▸ **Work to do**
Please carry the newspaper profile of the painter Guggi forward from its final sentence.

▸ **Extracted text**
Sunday Times, May 21, 2000
As he unveils his first exhibition for five years the artist formerly known as Derek Rowen looks back on a disciplinarian childhood and his escape from conformity with Bono, the Virgin Prunes and painting, writes MICHAEL ROSS
Everyday objects in art: Guggi’s Urns with Stripes at the Solomon gallery is representative of his current style.
His earliest memory is from the age of three. It’s a memory of his reaction to the other children in his primary school, and on Cedarwood Road in Ballymun, where he lived. He knew he felt different from them, and as he grew older the reasons crystallised. They were preoccupied with football, with having the same haircuts and clothes as each other, with wanting to fit in; he wasn’t.
Eventually, he got to know the youngest from number 10 across the road, whom he discovered was equally uninterested in football, fashions and fitting in. And so they became friends, Derek Rowen and Paul Hewson, Guggi and Bono.
Later, in their teens, the pair took an interest in Fionan Hanvey, a David Bowie fan who lived at the other end of Cedarwood Road and sported a huge head of hair, an exotic contrast to the penitential bowl cut forced upon Guggi. They had difficulty befriending Hanvey, however, because of his extreme shyness; if they crossed the road to talk to him, Hanvey ran. Eventually, Bono struck up a conversation with him about Bowie, another friendship was sparked and, in due course, Fionan Hanvey became Gavin Friday.
Later came Lypton Village, the Virgin Prunes, U2 and the accretions of myth that accompany global success. At the centre, however, remain a cluster of people who found themselves out of sympathy with their surroundings, then re-created themselves from the bootstraps up to become some of the most innovative and provocative artists Ireland had yielded in the last quarter century.
“It wasn’t coincidental,” says Guggi, whose first solo exhibition in five years is at the Solomon gallery, Dublin. “I grew up believing you could be a postman or a bus conductor but not a singer in a band or a painter. I didn’t believe people’s dreams could come true. Bono showed me that they can.”

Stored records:
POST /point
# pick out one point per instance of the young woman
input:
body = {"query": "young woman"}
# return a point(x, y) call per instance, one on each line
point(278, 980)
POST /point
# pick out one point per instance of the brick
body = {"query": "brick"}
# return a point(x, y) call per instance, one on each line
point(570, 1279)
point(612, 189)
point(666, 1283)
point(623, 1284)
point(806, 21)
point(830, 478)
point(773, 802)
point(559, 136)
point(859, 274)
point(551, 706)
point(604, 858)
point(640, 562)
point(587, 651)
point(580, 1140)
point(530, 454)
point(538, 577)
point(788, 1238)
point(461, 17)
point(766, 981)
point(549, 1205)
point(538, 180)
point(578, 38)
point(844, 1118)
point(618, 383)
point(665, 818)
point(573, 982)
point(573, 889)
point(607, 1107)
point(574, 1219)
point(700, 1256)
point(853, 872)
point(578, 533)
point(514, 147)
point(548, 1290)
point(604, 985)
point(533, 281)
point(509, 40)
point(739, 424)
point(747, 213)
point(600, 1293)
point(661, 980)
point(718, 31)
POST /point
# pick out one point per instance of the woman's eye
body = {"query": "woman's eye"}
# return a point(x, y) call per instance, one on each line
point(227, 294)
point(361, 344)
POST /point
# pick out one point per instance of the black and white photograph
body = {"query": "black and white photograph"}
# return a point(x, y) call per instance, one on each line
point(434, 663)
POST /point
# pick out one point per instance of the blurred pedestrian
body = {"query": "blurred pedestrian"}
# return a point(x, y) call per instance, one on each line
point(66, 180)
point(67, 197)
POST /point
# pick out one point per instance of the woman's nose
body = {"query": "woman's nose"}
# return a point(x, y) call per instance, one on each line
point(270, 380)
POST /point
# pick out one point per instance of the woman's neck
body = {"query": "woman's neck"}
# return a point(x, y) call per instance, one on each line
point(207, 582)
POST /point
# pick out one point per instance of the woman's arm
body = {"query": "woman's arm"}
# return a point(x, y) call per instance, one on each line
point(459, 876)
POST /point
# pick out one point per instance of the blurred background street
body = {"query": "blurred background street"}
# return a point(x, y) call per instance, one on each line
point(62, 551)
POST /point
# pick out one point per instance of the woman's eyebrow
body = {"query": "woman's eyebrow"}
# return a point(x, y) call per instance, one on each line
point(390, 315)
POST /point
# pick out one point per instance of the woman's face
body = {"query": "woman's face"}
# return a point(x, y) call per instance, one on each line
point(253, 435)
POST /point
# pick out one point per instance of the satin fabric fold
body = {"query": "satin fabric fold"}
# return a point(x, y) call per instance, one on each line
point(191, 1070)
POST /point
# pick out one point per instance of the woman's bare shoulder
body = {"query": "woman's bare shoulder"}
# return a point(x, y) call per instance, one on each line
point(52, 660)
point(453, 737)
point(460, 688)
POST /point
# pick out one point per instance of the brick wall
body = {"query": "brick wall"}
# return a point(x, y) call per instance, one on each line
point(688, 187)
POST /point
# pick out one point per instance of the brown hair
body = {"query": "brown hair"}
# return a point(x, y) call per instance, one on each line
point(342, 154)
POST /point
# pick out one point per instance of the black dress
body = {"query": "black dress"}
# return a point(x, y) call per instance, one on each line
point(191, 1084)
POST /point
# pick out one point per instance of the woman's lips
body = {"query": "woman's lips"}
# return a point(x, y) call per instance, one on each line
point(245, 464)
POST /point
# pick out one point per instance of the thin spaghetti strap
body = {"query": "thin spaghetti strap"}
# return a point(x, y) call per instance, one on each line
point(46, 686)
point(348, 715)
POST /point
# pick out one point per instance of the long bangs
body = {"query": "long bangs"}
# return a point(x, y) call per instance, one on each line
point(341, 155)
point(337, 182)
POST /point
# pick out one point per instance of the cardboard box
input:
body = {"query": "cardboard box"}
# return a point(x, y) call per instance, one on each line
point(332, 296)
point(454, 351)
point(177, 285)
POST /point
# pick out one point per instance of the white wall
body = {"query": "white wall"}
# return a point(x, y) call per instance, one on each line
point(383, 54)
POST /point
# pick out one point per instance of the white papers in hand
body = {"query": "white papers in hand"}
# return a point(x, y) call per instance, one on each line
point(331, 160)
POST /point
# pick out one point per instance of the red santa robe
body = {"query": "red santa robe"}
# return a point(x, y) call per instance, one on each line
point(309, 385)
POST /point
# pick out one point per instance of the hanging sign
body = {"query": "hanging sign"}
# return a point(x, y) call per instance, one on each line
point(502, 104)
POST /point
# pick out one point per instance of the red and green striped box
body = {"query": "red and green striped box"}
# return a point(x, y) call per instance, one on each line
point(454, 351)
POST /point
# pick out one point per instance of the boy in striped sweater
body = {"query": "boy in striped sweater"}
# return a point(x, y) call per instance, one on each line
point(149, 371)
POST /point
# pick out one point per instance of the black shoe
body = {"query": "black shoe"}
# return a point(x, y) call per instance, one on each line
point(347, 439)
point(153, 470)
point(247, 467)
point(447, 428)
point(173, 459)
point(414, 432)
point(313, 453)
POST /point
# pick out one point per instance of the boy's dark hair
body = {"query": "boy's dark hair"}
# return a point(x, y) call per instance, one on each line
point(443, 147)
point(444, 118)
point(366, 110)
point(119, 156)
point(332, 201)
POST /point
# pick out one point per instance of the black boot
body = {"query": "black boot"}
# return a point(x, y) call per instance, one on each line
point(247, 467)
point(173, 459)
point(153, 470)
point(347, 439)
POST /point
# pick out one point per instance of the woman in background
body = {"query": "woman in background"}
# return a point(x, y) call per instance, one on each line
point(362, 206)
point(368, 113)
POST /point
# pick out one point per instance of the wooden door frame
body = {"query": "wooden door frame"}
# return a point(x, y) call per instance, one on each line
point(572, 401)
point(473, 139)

▸ **Answer to this exercise**
Born in 1959, one of 10 children in the Rowen household, Guggi grew up in one of the rarer things in suburban Dublin, a fundamentalist Christian family. Raised in the Church of Ireland, his father had as a young man become a member of the Plymouth Brethren, attending meetings in Merrion Hall in the city centre, where Guggi and his siblings were later brought to worship.
“My father was a strict disciplinarian,” says Guggi. “When we lived under his roof we lived by his rules and there was no questioning that. It went on for what seemed a very long time, until I could afford to set up home elsewhere, which I did at the age of 17.
“The way I was brought up was unhip but I can’t fault it. There isn’t anything I was taught then that I don’t believe now. I still have a strong Christian faith, though I’m a bad example of what a Christian should be, sometimes the worst example you could meet.”
Apart from his father, one other male figure proved hugely influential on Guggi as he developed: Jimmy Burns, his art teacher in secondary school in Whitehall. Just as Donald Moxham became a crucial mentor to the fledgling U2 in Mount Temple comprehensive, Burns nurtured Guggi, offering encouragement and allowing him unhindered use of the school’s art facilities.
“In Plunkett’s in Whitehall, you were judged not by the important things but by how good you were at football,” says Guggi. “I was made to feel useless until Jimmy Burns came along and I was made to feel special in the thing I loved most, and that’s something that has stood to me.”
Soon after he left school, and Cedarwood Road, Guggi formed, with Gavin and others, the Virgin Prunes, a blitzkrieg art-rock group. Its members were drawn from Lypton Village, the notional community to which Bono and The Edge from U2 also belonged.
The strange politics of Lypton Village showed themselves in the various degrees of membership U2 and others enjoyed. Bono was a founder member, The Edge belonged from an early juncture, as did his brother Dik, guitarist in the Prunes. But Adam Clayton, U2’s bass player, remained only an associate member, while Larry Mullen, the band’s drummer, occupied a still more distant orbit.
“It was based very much on a shared sense of humour,” says Guggi. “The few of us there from the start developed our personalities and our sense of humour together, and people who came in afterwards maybe didn’t feel quite so secure about their place. We took our humour very seriously. We knew we were on to something.”
The Virgin Prunes, for a time the id to U2’s ego, were never a commercial proposition, so Guggi kept various sidelines going, including a spell working for his father, who imported batteries and Peugeot bicycles.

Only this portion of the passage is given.